BRIEF A | Please repeat the stretch of the Engadine aged care article from "A resident of" through "resident was identified.", word for word.
BRIEF B | In the Engadine aged care article, list every daily increase in COVID-19 cases that Mr Hazzard mentions.

TEXT |
Health Minister praises staff of Engadine aged centre for identifying coronavirus case

Brad Hazzard at a media conference on Saturday.
Brad Hazzard at a media conference on Saturday.

A resident of an Engadine aged care centre is among confirmed new cases of coronavirus.

This was revealed as the state government closed Bondi Beach because beach-goers ignored social distancing requests.

NSW Health Minister Brad Hazzard did not name the Engadine aged care facility, but praised staff for their proactive approach, which identified the case.

"NSW Health staff assured me the staff there have worked extremely well with NSW Health, and they absolutely pre-empted some of the new requirements that are now in place, such as the restrictions on visitors," he said.

"They were actually testing their residents proactively. That was how this resident was identified.

"So I want to thank that aged care facility and say to other aged care facilities, 'We would like you to do what this facility has done and others that are doing'."

The number of COVID-19 cases increased to 436 by 8pm on Friday.

Mr Hazzard said the increase of 83 in the 24-hour period compared with 75 the previous day. "Prior to that the daily increase was in the 40s and 30s, so [the rate] is increasing," he said.

RECORD EXCERPTS |
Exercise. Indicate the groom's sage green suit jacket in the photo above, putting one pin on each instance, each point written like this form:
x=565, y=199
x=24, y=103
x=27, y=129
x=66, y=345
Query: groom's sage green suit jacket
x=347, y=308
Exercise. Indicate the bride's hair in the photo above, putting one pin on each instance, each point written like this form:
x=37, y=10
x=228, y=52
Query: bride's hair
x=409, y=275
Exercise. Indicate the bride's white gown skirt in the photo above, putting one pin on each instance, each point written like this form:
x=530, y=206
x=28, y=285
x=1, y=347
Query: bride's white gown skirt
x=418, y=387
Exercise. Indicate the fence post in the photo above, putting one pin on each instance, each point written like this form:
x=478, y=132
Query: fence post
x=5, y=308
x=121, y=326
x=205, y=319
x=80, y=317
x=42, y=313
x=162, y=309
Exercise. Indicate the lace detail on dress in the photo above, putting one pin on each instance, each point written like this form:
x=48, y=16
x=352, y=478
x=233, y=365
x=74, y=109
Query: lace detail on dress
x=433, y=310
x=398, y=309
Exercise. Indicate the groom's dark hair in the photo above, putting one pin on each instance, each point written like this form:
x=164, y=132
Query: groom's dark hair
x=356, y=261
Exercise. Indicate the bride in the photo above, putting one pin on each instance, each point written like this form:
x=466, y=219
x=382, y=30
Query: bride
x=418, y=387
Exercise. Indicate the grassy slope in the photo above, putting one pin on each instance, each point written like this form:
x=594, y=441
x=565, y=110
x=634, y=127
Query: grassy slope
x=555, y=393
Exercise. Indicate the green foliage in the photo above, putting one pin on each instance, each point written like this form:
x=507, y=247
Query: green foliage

TASK RESPONSE A |
A resident of an Engadine aged care centre is among confirmed new cases of coronavirus.

This was revealed as the state government closed Bondi Beach because beach-goers ignored social distancing requests.

NSW Health Minister Brad Hazzard did not name the Engadine aged care facility, but praised staff for their proactive approach, which identified the case.

"NSW Health staff assured me the staff there have worked extremely well with NSW Health, and they absolutely pre-empted some of the new requirements that are now in place, such as the restrictions on visitors," he said.

"They were actually testing their residents proactively. That was how this resident was identified.

TASK RESPONSE B |
- 83 (the 24-hour period to 8pm on Friday)
- 75 (the previous day)
- in the 40s (earlier days)
- in the 30s (earlier days)